● **Goal of the exercise**:
Show every line in the items below that contains the string "roof", treating uppercase and lowercase as distinct.

[Begin Records provided]

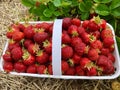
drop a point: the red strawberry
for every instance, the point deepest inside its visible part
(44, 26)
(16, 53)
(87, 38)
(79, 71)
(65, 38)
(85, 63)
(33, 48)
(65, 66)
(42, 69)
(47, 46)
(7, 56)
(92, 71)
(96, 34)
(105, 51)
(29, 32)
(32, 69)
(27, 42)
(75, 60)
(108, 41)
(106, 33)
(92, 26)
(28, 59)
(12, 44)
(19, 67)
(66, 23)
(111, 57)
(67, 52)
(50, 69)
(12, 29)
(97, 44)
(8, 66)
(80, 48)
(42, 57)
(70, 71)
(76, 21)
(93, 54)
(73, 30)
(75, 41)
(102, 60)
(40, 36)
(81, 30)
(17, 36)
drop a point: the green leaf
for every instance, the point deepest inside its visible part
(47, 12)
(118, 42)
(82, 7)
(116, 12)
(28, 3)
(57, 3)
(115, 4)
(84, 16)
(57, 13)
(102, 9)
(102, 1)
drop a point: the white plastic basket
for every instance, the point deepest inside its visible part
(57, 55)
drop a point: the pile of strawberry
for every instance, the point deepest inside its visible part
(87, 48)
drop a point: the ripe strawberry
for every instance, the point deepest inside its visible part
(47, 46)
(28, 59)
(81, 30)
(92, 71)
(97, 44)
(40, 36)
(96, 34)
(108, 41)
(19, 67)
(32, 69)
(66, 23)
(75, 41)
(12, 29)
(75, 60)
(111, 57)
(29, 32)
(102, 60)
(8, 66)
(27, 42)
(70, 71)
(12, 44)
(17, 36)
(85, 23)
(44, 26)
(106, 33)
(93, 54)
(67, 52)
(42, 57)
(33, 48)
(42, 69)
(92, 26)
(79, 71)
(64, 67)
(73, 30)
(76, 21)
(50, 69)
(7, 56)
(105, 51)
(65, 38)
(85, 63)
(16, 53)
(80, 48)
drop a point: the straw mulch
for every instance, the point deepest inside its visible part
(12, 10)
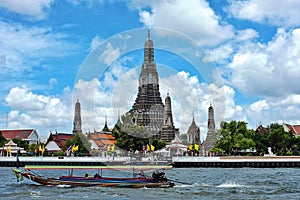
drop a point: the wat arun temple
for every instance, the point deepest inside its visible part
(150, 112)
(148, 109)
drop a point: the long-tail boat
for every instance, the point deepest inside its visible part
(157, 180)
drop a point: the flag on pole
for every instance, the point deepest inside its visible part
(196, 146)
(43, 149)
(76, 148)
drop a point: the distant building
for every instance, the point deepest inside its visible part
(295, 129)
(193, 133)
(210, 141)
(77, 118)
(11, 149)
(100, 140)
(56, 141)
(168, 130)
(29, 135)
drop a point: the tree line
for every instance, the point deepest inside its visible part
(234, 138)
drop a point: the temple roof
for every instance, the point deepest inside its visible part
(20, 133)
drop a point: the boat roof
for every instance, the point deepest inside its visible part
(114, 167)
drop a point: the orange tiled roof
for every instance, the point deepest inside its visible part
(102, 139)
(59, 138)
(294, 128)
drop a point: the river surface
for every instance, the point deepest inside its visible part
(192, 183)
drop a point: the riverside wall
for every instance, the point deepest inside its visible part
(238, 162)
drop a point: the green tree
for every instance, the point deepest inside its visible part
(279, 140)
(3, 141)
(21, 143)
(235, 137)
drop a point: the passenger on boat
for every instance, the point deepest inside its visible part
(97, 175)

[End Records provided]
[Begin Records provided]

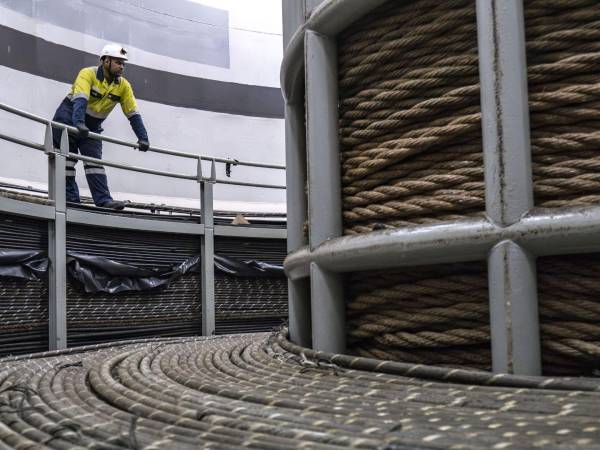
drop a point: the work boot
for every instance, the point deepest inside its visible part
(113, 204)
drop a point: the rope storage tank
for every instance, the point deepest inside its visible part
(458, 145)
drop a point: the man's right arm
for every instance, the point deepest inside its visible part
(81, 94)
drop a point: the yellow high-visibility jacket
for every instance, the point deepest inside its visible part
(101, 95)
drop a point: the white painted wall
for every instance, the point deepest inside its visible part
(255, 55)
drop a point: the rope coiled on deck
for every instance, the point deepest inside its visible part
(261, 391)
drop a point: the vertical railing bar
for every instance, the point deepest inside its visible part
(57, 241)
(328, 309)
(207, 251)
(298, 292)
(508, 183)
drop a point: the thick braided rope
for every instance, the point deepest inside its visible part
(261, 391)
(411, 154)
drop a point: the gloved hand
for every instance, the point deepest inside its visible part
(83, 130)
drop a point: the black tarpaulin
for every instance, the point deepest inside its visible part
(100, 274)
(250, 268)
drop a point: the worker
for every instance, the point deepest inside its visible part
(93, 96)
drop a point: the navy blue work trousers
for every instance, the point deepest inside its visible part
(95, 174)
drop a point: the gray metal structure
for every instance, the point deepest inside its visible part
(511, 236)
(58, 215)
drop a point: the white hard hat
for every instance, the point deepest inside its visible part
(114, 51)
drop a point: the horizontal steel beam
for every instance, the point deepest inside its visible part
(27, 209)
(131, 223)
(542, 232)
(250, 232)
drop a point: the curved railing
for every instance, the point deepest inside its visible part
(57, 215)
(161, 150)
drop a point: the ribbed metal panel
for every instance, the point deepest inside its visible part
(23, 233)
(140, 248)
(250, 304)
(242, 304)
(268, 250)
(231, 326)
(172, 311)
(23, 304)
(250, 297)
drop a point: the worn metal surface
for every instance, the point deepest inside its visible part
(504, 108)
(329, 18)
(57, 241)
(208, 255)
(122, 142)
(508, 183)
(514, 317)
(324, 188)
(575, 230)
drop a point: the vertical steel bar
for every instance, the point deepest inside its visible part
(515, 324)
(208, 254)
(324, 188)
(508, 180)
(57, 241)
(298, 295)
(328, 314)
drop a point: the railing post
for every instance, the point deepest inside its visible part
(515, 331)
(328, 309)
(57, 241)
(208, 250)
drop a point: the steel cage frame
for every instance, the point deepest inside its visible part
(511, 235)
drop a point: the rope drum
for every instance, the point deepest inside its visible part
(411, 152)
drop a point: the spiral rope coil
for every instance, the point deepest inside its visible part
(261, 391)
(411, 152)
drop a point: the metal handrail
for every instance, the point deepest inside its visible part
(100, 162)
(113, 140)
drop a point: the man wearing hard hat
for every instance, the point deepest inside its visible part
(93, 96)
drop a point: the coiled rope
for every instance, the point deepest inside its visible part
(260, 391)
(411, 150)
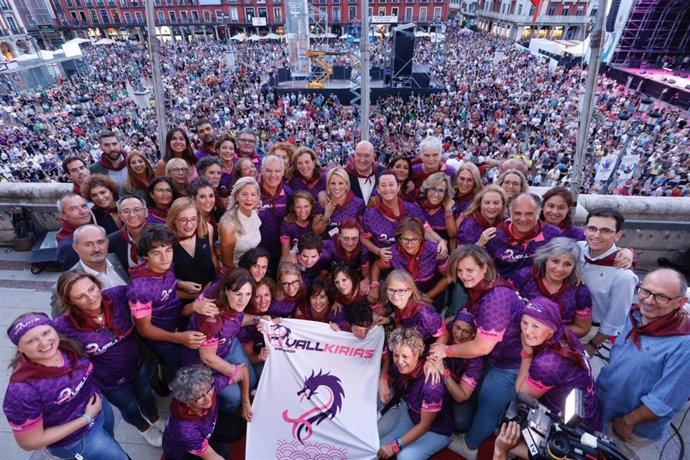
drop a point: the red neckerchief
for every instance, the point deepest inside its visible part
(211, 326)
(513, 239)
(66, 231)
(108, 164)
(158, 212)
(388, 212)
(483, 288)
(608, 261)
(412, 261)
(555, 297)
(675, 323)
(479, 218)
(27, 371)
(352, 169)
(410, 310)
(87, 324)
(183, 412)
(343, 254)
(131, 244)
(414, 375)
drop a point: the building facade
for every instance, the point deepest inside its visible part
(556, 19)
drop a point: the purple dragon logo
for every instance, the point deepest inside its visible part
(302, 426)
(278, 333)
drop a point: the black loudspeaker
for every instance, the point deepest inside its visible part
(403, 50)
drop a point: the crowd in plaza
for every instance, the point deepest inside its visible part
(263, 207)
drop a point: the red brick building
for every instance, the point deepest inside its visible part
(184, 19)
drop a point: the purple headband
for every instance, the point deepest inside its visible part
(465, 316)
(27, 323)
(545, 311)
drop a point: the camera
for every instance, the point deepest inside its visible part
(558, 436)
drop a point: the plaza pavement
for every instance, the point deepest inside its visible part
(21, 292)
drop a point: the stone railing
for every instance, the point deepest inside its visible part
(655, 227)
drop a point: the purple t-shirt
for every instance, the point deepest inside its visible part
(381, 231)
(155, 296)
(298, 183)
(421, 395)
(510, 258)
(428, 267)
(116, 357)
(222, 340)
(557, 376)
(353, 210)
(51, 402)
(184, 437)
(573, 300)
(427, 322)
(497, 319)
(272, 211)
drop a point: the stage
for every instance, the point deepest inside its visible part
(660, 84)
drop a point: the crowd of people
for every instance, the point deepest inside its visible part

[End Records provided]

● **Result of the exercise**:
drop a point: the temple roof
drop a point: the boat roof
drop a point: the orange tiled roof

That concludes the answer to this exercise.